■ WHAT IS NEEDED
Only the line containing "Point to one spot on every instance of the green forest" and the lines after it, through the end of the entries, should be output exactly.

[EXTRACTED RECORDS]

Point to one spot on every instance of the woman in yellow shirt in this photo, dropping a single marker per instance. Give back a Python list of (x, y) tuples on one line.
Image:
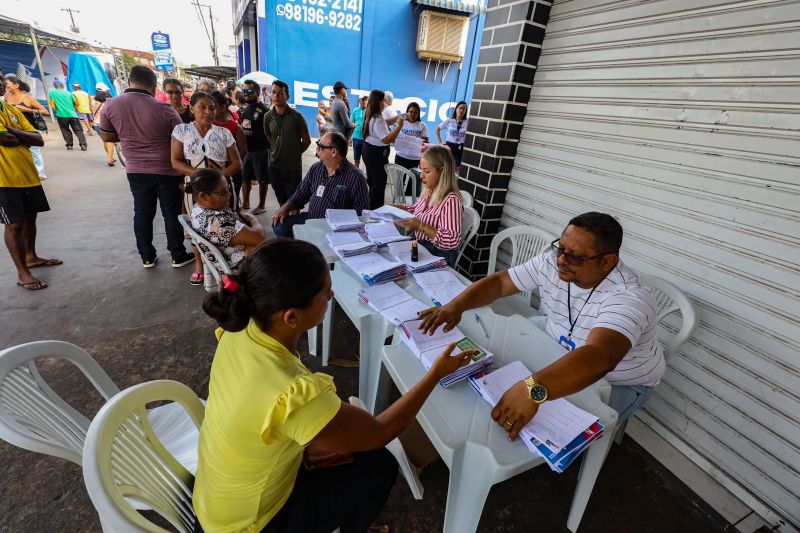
[(264, 407)]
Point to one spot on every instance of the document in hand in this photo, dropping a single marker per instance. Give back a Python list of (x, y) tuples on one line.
[(558, 433), (441, 286), (428, 348), (374, 268), (383, 233), (426, 261), (392, 302), (388, 213), (343, 219)]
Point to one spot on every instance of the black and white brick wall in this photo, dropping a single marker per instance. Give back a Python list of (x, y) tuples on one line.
[(510, 47)]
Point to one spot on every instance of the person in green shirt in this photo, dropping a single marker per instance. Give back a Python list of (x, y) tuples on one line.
[(64, 103), (287, 133)]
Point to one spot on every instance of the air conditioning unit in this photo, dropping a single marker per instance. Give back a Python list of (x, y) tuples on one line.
[(442, 36)]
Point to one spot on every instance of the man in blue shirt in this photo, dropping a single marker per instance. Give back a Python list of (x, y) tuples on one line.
[(332, 183)]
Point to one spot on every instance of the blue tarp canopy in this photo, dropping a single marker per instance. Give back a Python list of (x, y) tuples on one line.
[(87, 70)]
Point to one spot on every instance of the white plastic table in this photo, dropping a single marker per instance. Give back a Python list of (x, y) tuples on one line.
[(459, 424), (372, 327)]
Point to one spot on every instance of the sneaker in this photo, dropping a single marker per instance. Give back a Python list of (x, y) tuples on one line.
[(185, 260)]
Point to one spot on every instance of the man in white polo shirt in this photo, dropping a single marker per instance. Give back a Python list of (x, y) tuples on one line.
[(594, 306)]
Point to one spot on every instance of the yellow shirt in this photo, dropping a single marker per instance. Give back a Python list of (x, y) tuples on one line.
[(263, 407), (16, 163), (82, 97)]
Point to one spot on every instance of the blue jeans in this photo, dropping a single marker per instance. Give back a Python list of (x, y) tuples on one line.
[(284, 229), (148, 190), (449, 255), (627, 399)]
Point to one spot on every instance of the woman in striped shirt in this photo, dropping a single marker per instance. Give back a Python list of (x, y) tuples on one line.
[(438, 211)]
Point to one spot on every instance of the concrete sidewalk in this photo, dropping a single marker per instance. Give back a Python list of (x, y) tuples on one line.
[(142, 325)]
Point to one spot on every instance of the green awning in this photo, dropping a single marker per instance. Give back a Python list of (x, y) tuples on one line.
[(465, 6)]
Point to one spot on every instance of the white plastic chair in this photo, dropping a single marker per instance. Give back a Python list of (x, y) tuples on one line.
[(526, 242), (669, 299), (399, 178), (125, 463), (470, 221), (35, 418), (208, 266)]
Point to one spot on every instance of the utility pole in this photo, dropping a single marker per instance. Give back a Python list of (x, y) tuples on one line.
[(213, 37), (74, 27)]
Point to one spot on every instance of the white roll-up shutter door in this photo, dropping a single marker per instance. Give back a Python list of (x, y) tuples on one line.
[(683, 120)]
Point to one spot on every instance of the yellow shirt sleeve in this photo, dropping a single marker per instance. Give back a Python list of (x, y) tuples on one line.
[(302, 410)]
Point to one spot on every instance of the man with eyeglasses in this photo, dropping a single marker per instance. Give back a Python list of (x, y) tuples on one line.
[(255, 165), (332, 183), (593, 305)]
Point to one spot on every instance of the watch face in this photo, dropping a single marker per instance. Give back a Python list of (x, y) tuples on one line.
[(538, 393)]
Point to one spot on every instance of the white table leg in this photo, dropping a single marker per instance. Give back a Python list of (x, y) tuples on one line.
[(312, 341), (470, 480), (327, 327), (592, 462)]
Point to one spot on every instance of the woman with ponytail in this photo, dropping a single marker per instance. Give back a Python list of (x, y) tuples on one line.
[(265, 407)]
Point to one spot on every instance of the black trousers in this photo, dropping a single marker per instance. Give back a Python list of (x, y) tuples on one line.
[(348, 497), (65, 124), (375, 157)]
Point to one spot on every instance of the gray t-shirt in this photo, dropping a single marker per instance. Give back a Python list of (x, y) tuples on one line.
[(341, 118)]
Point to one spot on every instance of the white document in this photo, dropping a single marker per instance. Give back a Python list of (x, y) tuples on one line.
[(336, 238), (389, 213), (386, 295), (557, 422), (384, 233), (343, 219)]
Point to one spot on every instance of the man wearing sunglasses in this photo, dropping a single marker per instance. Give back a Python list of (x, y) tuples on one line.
[(256, 161), (331, 183), (593, 305)]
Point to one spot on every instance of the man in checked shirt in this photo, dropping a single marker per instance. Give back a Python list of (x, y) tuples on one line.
[(332, 183)]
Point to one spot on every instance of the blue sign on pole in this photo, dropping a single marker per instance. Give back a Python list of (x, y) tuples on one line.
[(162, 51)]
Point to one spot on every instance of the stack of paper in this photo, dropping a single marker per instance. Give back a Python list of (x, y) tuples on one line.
[(558, 433), (389, 213), (429, 347), (441, 286), (348, 243), (384, 233), (401, 251), (392, 302), (374, 268), (343, 219)]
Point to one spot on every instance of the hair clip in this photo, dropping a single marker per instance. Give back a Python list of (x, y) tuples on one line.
[(230, 285)]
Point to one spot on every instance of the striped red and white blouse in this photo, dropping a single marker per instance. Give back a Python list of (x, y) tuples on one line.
[(445, 217)]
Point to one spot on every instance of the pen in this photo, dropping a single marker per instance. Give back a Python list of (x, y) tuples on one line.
[(480, 323)]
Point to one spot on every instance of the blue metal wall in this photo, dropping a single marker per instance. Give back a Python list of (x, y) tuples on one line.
[(366, 44)]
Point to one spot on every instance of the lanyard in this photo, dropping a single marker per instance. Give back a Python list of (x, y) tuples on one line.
[(569, 309)]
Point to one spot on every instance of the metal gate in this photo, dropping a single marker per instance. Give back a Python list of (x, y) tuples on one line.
[(683, 120)]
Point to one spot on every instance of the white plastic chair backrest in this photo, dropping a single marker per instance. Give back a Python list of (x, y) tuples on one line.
[(670, 299), (32, 415), (399, 177), (124, 463), (470, 221), (209, 266)]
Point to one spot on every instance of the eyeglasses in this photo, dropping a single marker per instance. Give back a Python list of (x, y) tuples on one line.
[(226, 192), (572, 259)]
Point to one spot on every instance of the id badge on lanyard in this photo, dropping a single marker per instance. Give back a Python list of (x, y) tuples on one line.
[(567, 343)]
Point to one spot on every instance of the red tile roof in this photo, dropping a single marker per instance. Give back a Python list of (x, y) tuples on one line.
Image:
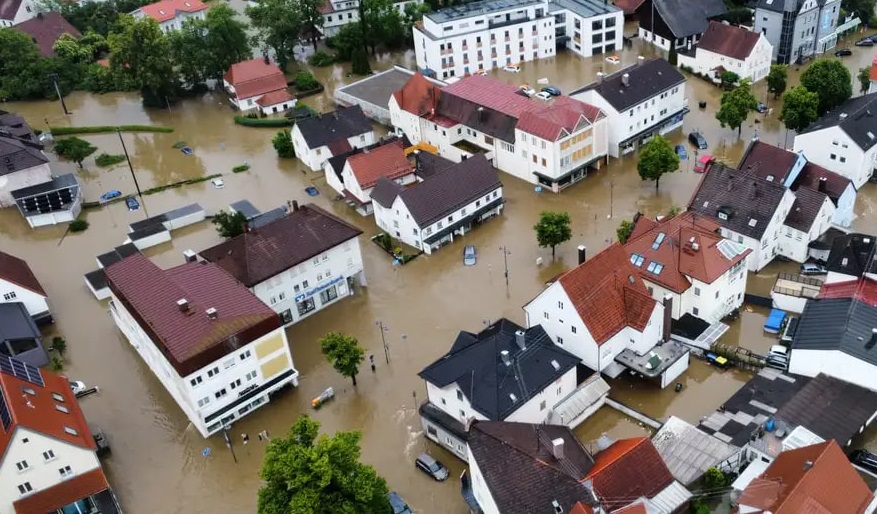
[(255, 77), (45, 29), (627, 470), (65, 493), (814, 479), (547, 120), (677, 254), (608, 294), (190, 340), (418, 96), (734, 42), (15, 270), (863, 290), (38, 413), (385, 161), (166, 10)]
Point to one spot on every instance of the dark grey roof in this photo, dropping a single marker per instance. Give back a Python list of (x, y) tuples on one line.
[(450, 190), (740, 198), (843, 324), (645, 81), (688, 17), (16, 323), (326, 128), (857, 117), (853, 254), (493, 388), (521, 472)]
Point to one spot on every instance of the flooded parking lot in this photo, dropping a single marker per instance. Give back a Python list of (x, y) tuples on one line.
[(157, 464)]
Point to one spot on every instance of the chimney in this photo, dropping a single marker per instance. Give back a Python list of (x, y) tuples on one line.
[(557, 448), (668, 316), (521, 339)]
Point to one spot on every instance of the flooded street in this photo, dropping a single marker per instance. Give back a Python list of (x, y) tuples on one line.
[(157, 463)]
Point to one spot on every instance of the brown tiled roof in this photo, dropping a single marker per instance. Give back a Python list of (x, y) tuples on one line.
[(629, 469), (676, 253), (45, 29), (734, 42), (385, 161), (813, 479), (190, 340), (38, 413), (52, 499), (258, 255), (15, 270), (255, 77), (608, 294), (538, 477)]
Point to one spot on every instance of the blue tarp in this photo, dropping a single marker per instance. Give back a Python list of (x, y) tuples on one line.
[(774, 321)]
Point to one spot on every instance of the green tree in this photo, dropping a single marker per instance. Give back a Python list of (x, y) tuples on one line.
[(831, 81), (283, 144), (736, 105), (142, 51), (552, 229), (624, 230), (229, 224), (344, 353), (305, 473), (777, 79), (278, 24), (864, 77), (800, 108), (656, 158), (74, 149)]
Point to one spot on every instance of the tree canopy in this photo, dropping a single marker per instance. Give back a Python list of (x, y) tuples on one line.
[(656, 158), (800, 108), (308, 473), (552, 229), (831, 81)]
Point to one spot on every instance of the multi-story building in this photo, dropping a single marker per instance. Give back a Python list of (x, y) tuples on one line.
[(215, 347), (639, 101), (463, 39), (798, 29), (551, 143), (48, 457), (430, 213), (298, 264)]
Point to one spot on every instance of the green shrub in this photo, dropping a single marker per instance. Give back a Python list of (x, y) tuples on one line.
[(305, 81), (78, 225), (105, 160)]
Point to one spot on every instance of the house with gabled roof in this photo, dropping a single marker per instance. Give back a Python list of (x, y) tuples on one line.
[(431, 213), (298, 264), (215, 347), (505, 373), (724, 47), (602, 312), (48, 457), (685, 257), (321, 137)]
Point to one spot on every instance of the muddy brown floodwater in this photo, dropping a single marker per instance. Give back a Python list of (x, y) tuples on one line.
[(157, 463)]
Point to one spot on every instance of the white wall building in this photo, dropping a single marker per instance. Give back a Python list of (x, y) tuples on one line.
[(216, 375), (639, 101), (298, 265), (320, 137), (463, 39)]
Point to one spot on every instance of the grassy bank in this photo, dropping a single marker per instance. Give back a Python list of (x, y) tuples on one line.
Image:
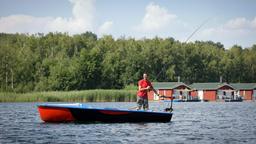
[(71, 96)]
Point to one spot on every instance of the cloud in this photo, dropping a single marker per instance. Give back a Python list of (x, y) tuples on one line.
[(105, 27), (155, 18), (240, 31), (81, 21)]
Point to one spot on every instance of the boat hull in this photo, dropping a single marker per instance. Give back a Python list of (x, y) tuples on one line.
[(65, 113)]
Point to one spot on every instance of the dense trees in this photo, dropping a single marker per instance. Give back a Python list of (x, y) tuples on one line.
[(58, 61)]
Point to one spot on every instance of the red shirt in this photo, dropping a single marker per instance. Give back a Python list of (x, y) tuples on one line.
[(143, 84)]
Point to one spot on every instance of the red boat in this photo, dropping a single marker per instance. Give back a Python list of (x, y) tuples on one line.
[(83, 113)]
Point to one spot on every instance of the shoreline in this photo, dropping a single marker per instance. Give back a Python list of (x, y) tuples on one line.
[(97, 95)]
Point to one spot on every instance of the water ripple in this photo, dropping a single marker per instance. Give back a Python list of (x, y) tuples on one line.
[(191, 123)]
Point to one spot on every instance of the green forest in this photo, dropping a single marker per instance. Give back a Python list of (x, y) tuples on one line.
[(59, 61)]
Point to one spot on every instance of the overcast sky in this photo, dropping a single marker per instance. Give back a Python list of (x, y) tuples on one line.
[(227, 21)]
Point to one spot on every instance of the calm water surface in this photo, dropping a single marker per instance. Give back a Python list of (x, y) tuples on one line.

[/EXTRACTED RECORDS]

■ YOUR SOLUTION
Point to one spot on every instance of the green forest in this photo, dropping a single marker per instance. Give back a Python list of (x, y) tuples on one line.
[(59, 61)]
Point to one spot on every instance of the overcast sky in this photo, dropping a single marker per instance. Give back a Python list of (x, y) tuples on one line.
[(227, 21)]
Point to one spot on every instance of the calm water surface in this photo, dropping a single marker per instance. Give back a Python list of (x, y) tuples on one line.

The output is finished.